__THE PROBLEM__: When you reach the line containing "mark the sleeveless", begin copying exactly, and keep going through the last line of the records below, copying nothing before it.

■ ■ ■ ■ ■

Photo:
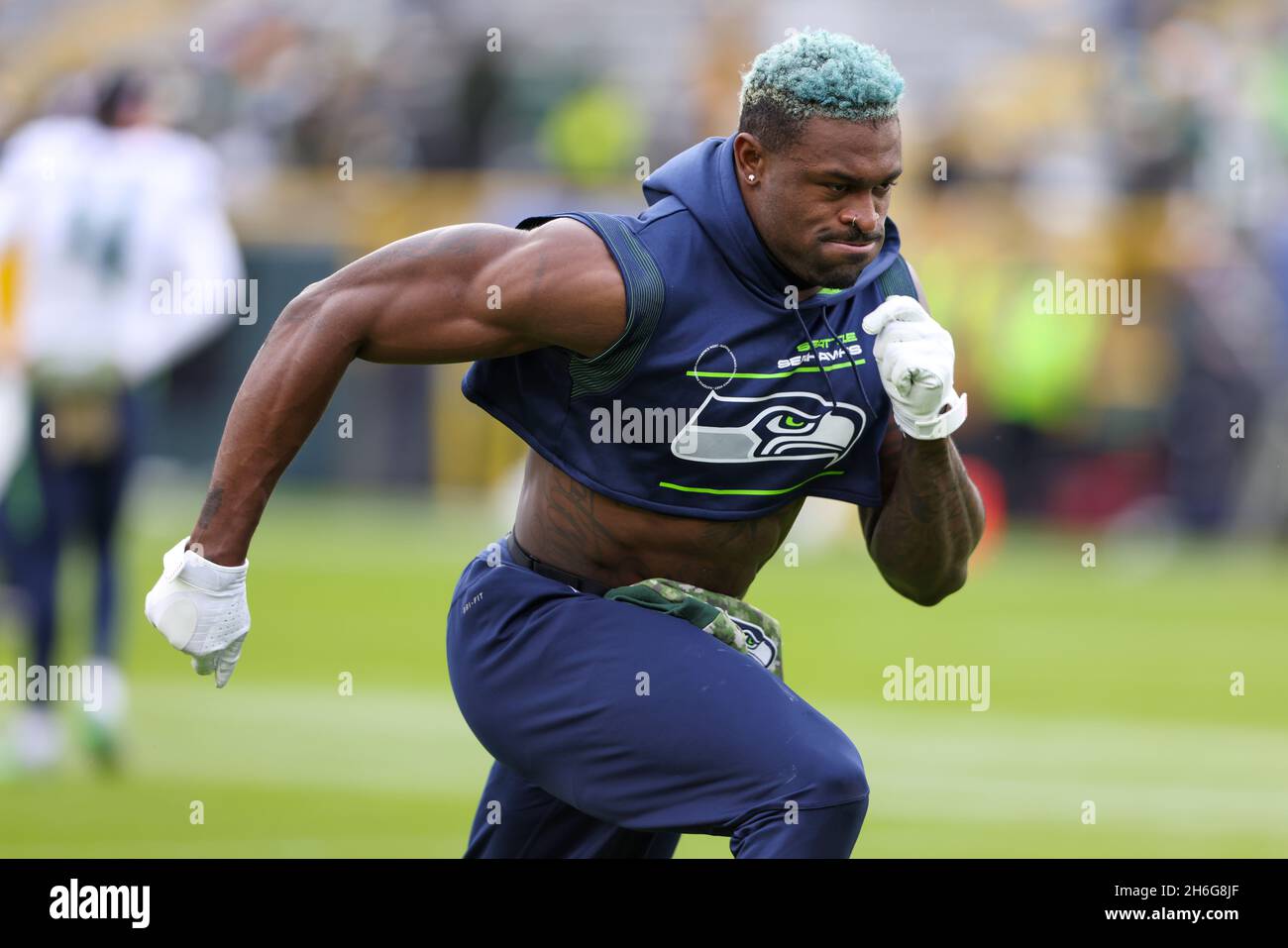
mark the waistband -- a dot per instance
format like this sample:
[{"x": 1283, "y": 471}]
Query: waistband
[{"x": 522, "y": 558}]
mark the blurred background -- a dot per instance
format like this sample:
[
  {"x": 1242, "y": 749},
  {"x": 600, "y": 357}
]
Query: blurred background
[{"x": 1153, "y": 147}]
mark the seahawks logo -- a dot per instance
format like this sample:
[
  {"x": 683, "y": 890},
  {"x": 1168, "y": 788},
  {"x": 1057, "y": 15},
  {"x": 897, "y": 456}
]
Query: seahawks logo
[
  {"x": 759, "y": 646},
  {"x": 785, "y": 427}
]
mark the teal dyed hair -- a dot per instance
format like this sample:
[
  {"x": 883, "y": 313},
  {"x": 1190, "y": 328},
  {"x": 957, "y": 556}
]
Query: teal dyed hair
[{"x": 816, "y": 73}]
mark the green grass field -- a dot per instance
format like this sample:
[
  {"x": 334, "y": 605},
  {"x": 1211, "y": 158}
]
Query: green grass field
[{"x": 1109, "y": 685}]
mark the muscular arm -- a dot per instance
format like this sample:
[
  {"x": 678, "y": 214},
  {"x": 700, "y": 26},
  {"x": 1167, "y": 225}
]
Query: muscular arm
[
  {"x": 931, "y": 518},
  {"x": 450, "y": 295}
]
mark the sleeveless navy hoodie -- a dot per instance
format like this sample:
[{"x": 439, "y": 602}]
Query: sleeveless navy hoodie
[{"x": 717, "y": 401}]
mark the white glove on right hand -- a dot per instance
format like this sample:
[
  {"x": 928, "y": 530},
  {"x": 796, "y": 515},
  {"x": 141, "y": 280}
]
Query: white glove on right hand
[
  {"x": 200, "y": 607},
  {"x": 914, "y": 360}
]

■ ■ ■ ■ ■

__RESPONSE__:
mark the sleeveless navy hoodie -- a dot per instance
format like this sample:
[{"x": 439, "y": 602}]
Query: sleeveless navy hoodie
[{"x": 717, "y": 401}]
mark the white glove on right hand -- a dot per instance
format like this sample:
[
  {"x": 928, "y": 530},
  {"x": 796, "y": 515},
  {"x": 141, "y": 280}
]
Query: white glove on right hand
[
  {"x": 200, "y": 607},
  {"x": 914, "y": 360}
]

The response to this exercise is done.